• Your task
Restrict the output to the lines below starting at the one that contains "Query: green foliage" and ending at the one that contains "of the manufacturer", and restate them word for word, both ends included.

• Material for this task

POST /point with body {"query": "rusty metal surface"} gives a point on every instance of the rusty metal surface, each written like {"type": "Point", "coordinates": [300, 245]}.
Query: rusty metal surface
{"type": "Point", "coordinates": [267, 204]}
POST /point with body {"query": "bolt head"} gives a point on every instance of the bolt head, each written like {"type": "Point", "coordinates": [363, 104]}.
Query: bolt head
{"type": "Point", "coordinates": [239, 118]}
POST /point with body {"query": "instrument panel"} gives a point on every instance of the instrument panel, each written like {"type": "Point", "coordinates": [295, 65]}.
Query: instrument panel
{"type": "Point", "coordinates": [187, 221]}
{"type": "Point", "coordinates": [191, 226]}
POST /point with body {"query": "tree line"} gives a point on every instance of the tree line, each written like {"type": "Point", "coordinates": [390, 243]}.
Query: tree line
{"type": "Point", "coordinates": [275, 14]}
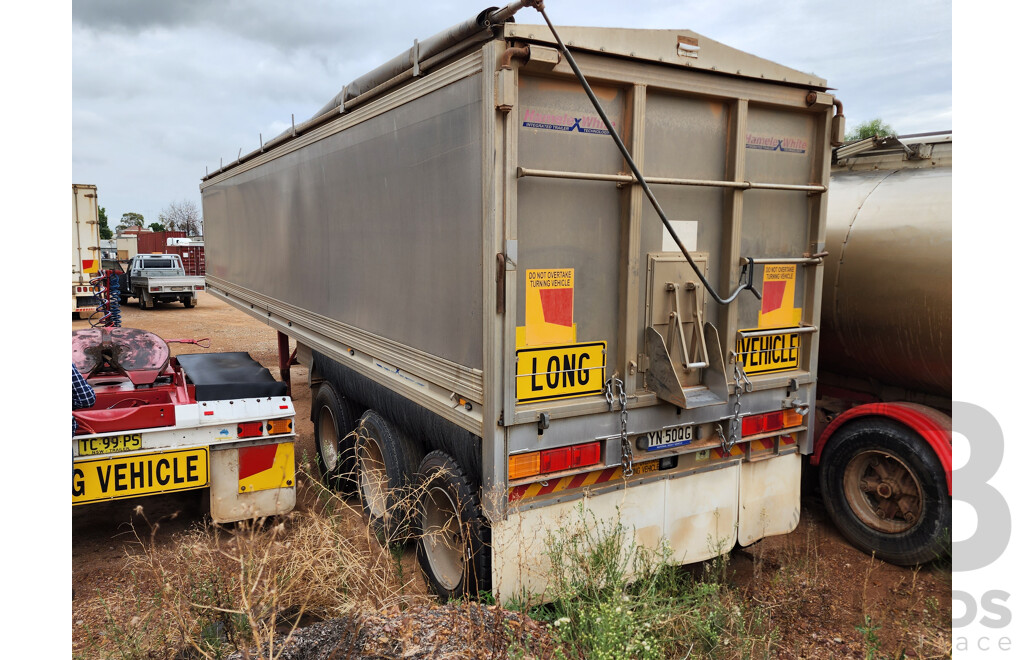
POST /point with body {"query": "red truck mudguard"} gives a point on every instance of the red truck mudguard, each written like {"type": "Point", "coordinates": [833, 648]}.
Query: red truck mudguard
{"type": "Point", "coordinates": [933, 426]}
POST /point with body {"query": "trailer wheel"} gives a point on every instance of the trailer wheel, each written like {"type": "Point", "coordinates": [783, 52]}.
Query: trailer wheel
{"type": "Point", "coordinates": [886, 491]}
{"type": "Point", "coordinates": [453, 537]}
{"type": "Point", "coordinates": [386, 460]}
{"type": "Point", "coordinates": [333, 422]}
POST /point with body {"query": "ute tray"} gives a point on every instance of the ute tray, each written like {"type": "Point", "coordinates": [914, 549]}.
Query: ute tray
{"type": "Point", "coordinates": [228, 376]}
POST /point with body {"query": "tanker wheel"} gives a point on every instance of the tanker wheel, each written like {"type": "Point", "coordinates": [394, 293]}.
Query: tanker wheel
{"type": "Point", "coordinates": [886, 491]}
{"type": "Point", "coordinates": [386, 460]}
{"type": "Point", "coordinates": [453, 536]}
{"type": "Point", "coordinates": [334, 421]}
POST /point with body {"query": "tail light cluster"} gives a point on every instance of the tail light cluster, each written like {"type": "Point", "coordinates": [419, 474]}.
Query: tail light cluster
{"type": "Point", "coordinates": [255, 429]}
{"type": "Point", "coordinates": [770, 422]}
{"type": "Point", "coordinates": [540, 463]}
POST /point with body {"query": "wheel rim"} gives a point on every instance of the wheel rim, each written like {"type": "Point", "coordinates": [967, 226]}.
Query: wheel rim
{"type": "Point", "coordinates": [328, 439]}
{"type": "Point", "coordinates": [442, 539]}
{"type": "Point", "coordinates": [883, 491]}
{"type": "Point", "coordinates": [373, 477]}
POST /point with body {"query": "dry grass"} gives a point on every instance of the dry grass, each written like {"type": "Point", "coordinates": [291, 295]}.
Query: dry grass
{"type": "Point", "coordinates": [224, 587]}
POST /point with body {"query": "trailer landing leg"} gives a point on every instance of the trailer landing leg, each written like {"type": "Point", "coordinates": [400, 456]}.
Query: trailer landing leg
{"type": "Point", "coordinates": [285, 361]}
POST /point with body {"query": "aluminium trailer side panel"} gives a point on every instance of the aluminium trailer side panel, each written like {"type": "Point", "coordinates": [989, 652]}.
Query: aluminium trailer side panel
{"type": "Point", "coordinates": [377, 226]}
{"type": "Point", "coordinates": [363, 239]}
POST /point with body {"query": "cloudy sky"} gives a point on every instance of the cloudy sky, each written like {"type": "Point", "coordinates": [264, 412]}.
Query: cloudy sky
{"type": "Point", "coordinates": [163, 90]}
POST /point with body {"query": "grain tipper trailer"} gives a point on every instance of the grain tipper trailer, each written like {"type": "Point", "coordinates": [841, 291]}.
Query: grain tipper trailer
{"type": "Point", "coordinates": [466, 259]}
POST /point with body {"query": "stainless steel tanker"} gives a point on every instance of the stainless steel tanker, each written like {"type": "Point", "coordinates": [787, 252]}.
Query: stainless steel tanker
{"type": "Point", "coordinates": [886, 354]}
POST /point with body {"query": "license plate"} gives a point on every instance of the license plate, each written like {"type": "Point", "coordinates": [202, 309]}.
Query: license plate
{"type": "Point", "coordinates": [145, 474]}
{"type": "Point", "coordinates": [110, 444]}
{"type": "Point", "coordinates": [670, 437]}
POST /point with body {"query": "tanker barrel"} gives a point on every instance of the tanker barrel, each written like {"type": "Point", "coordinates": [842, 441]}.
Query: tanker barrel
{"type": "Point", "coordinates": [887, 308]}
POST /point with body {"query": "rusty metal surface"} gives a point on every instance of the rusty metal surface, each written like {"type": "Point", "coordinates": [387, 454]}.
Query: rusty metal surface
{"type": "Point", "coordinates": [129, 351]}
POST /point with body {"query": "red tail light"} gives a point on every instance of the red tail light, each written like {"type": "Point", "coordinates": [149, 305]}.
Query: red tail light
{"type": "Point", "coordinates": [770, 422]}
{"type": "Point", "coordinates": [586, 454]}
{"type": "Point", "coordinates": [754, 425]}
{"type": "Point", "coordinates": [773, 421]}
{"type": "Point", "coordinates": [556, 459]}
{"type": "Point", "coordinates": [250, 429]}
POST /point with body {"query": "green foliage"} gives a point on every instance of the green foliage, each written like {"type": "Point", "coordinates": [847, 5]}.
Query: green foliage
{"type": "Point", "coordinates": [865, 130]}
{"type": "Point", "coordinates": [869, 632]}
{"type": "Point", "coordinates": [614, 599]}
{"type": "Point", "coordinates": [132, 219]}
{"type": "Point", "coordinates": [105, 233]}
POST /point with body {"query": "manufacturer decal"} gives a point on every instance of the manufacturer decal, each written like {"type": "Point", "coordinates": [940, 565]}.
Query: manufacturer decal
{"type": "Point", "coordinates": [776, 143]}
{"type": "Point", "coordinates": [590, 124]}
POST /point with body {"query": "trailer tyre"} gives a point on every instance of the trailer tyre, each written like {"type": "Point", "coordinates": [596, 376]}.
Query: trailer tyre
{"type": "Point", "coordinates": [886, 491]}
{"type": "Point", "coordinates": [334, 421]}
{"type": "Point", "coordinates": [453, 537]}
{"type": "Point", "coordinates": [386, 460]}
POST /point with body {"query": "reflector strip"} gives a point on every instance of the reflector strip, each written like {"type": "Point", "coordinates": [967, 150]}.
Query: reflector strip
{"type": "Point", "coordinates": [565, 483]}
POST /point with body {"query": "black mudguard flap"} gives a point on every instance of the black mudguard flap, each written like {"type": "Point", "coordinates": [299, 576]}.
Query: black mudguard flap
{"type": "Point", "coordinates": [228, 376]}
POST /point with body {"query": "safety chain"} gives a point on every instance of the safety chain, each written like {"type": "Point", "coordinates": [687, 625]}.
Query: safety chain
{"type": "Point", "coordinates": [612, 387]}
{"type": "Point", "coordinates": [742, 385]}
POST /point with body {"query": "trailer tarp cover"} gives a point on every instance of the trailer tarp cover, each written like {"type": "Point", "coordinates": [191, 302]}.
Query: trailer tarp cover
{"type": "Point", "coordinates": [228, 376]}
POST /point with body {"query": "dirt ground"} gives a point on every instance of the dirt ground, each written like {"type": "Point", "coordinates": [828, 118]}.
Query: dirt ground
{"type": "Point", "coordinates": [825, 599]}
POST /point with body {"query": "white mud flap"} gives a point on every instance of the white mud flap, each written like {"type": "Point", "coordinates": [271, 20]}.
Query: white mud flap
{"type": "Point", "coordinates": [769, 492]}
{"type": "Point", "coordinates": [695, 514]}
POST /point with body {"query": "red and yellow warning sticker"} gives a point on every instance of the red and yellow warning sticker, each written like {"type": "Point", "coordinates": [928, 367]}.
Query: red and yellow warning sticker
{"type": "Point", "coordinates": [775, 352]}
{"type": "Point", "coordinates": [266, 467]}
{"type": "Point", "coordinates": [777, 294]}
{"type": "Point", "coordinates": [549, 308]}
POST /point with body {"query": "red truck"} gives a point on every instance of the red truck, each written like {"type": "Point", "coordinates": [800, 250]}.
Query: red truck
{"type": "Point", "coordinates": [162, 424]}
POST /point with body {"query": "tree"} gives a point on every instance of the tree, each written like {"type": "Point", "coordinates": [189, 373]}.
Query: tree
{"type": "Point", "coordinates": [873, 128]}
{"type": "Point", "coordinates": [104, 229]}
{"type": "Point", "coordinates": [131, 219]}
{"type": "Point", "coordinates": [183, 216]}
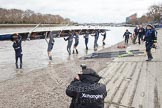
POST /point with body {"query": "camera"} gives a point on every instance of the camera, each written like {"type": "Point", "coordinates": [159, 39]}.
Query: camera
{"type": "Point", "coordinates": [83, 66]}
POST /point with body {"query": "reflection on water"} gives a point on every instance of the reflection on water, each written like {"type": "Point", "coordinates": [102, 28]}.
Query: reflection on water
{"type": "Point", "coordinates": [35, 52]}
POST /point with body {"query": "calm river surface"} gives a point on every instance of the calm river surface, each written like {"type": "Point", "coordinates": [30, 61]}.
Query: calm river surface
{"type": "Point", "coordinates": [35, 51]}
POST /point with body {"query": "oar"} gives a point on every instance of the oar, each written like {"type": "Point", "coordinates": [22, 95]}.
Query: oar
{"type": "Point", "coordinates": [28, 38]}
{"type": "Point", "coordinates": [62, 30]}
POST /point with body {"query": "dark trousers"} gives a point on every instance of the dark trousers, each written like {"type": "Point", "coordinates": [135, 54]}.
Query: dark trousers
{"type": "Point", "coordinates": [140, 37]}
{"type": "Point", "coordinates": [18, 57]}
{"type": "Point", "coordinates": [148, 49]}
{"type": "Point", "coordinates": [86, 43]}
{"type": "Point", "coordinates": [126, 40]}
{"type": "Point", "coordinates": [69, 48]}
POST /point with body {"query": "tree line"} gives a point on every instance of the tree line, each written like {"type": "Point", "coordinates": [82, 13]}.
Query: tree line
{"type": "Point", "coordinates": [154, 15]}
{"type": "Point", "coordinates": [17, 16]}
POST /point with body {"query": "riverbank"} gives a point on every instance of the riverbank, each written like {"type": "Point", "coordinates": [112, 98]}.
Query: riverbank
{"type": "Point", "coordinates": [29, 25]}
{"type": "Point", "coordinates": [45, 87]}
{"type": "Point", "coordinates": [130, 81]}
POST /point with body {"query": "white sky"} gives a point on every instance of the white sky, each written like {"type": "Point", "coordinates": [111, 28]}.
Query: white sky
{"type": "Point", "coordinates": [89, 11]}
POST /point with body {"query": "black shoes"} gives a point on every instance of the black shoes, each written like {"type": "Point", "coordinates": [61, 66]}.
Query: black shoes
{"type": "Point", "coordinates": [149, 59]}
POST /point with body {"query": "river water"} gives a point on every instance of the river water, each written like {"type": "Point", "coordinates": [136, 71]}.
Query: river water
{"type": "Point", "coordinates": [35, 51]}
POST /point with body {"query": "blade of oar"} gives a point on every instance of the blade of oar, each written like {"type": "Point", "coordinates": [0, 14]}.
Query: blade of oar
{"type": "Point", "coordinates": [28, 38]}
{"type": "Point", "coordinates": [117, 104]}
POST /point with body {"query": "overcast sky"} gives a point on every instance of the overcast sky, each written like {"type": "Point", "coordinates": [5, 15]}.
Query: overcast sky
{"type": "Point", "coordinates": [82, 11]}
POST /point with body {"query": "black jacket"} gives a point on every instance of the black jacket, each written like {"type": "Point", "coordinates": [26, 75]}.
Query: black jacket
{"type": "Point", "coordinates": [150, 35]}
{"type": "Point", "coordinates": [87, 92]}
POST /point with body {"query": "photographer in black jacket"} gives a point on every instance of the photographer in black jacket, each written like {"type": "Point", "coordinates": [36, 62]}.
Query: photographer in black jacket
{"type": "Point", "coordinates": [85, 90]}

• Solution
Query: green foliage
{"type": "Point", "coordinates": [865, 130]}
{"type": "Point", "coordinates": [869, 632]}
{"type": "Point", "coordinates": [614, 599]}
{"type": "Point", "coordinates": [132, 219]}
{"type": "Point", "coordinates": [105, 233]}
POST /point with body {"query": "manufacturer decal"} gives a point on every instance of the manufacturer decal, each written like {"type": "Point", "coordinates": [940, 565]}.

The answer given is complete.